● **TEXTO FORNECIDO**
-----

O dia 8 de janeiro de 2023 ficará marcado em nossa história como um dos mais graves atentados à democracia brasileira. A invasão das sedes dos Três Poderes ilustrou um fenômeno para o qual já se alertava ao longo dos últimos anos: nossa democracia foi minada por dentro. O extremismo e o autoritarismo passaram a ocupar o interior das nossas instituições, tratadas com o mesmo desprezo que observamos durante os atentados ao Congresso, ao Supremo Tribunal Federal e ao Palácio do Planalto.
Não há como negar que esta foi uma tragédia anunciada. Um conjunto de fatores precedeu o ápice da barbárie e o tornou não apenas viável como provável. Há exatos dois anos e um dia do ocorrido, o então presidente Jair Bolsonaro prometeu: "Se não tiver voto impresso em 2022, vamos ter problema pior que os EUA". O então ocupante do mais alto posto da República tentou descredibilizar livremente o processo eleitoral brasileiro e atacou os demais Poderes, mobilizando sua base de apoiadores, que, a todo momento, estava a postos para seguir as orientações, diretas ou não, do seu capitão.

-----

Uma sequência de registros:
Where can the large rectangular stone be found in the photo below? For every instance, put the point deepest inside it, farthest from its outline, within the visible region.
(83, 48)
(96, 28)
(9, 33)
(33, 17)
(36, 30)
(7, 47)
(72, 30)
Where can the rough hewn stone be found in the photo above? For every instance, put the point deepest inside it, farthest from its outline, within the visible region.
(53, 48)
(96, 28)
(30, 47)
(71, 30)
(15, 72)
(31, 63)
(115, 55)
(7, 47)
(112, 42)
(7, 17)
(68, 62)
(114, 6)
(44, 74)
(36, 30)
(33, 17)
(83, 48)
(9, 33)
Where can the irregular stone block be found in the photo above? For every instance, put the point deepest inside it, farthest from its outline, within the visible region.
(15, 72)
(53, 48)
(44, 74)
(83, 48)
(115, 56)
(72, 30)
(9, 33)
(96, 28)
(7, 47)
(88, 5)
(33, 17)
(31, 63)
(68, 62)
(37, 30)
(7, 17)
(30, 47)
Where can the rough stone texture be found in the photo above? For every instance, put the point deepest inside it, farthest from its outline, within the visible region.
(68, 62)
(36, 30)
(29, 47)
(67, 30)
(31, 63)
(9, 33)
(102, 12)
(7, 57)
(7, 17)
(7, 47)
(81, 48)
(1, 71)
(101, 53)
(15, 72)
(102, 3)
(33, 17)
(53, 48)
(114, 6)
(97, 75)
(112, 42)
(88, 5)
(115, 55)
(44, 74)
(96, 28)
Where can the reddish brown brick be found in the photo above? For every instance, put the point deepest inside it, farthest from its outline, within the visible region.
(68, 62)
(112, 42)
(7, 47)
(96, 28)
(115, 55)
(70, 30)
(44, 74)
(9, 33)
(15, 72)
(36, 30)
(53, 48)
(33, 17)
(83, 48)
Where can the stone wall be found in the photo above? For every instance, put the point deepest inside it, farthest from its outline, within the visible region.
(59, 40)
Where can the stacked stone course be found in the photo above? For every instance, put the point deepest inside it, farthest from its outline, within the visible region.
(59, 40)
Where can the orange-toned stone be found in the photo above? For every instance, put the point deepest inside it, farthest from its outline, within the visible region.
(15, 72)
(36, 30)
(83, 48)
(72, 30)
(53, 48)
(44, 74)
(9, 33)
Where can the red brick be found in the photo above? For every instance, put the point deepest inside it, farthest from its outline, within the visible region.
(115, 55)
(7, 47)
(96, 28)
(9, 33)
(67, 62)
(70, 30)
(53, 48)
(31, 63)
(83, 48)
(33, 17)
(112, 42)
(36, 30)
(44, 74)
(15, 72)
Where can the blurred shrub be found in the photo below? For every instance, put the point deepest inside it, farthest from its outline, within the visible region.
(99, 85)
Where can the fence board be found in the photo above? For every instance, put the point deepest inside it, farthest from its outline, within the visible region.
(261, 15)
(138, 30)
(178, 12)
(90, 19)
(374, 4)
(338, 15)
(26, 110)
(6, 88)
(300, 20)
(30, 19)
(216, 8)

-----

● **EXERCÍCIOS**
a) Transcreva na íntegra, sem nenhuma alteração, o texto sobre os atentados de 8 de janeiro de 2023.
b) Quantas linhas dos registros contêm a palavra "rough"? Considere a diferença entre maiúsculas e minúsculas e responda apenas com o número.
O texto e os registros são materiais independentes entre si.

● **RESPOSTAS**
a)
O dia 8 de janeiro de 2023 ficará marcado em nossa história como um dos mais graves atentados à democracia brasileira. A invasão das sedes dos Três Poderes ilustrou um fenômeno para o qual já se alertava ao longo dos últimos anos: nossa democracia foi minada por dentro. O extremismo e o autoritarismo passaram a ocupar o interior das nossas instituições, tratadas com o mesmo desprezo que observamos durante os atentados ao Congresso, ao Supremo Tribunal Federal e ao Palácio do Planalto.
Não há como negar que esta foi uma tragédia anunciada. Um conjunto de fatores precedeu o ápice da barbárie e o tornou não apenas viável como provável. Há exatos dois anos e um dia do ocorrido, o então presidente Jair Bolsonaro prometeu: "Se não tiver voto impresso em 2022, vamos ter problema pior que os EUA". O então ocupante do mais alto posto da República tentou descredibilizar livremente o processo eleitoral brasileiro e atacou os demais Poderes, mobilizando sua base de apoiadores, que, a todo momento, estava a postos para seguir as orientações, diretas ou não, do seu capitão.

b) 2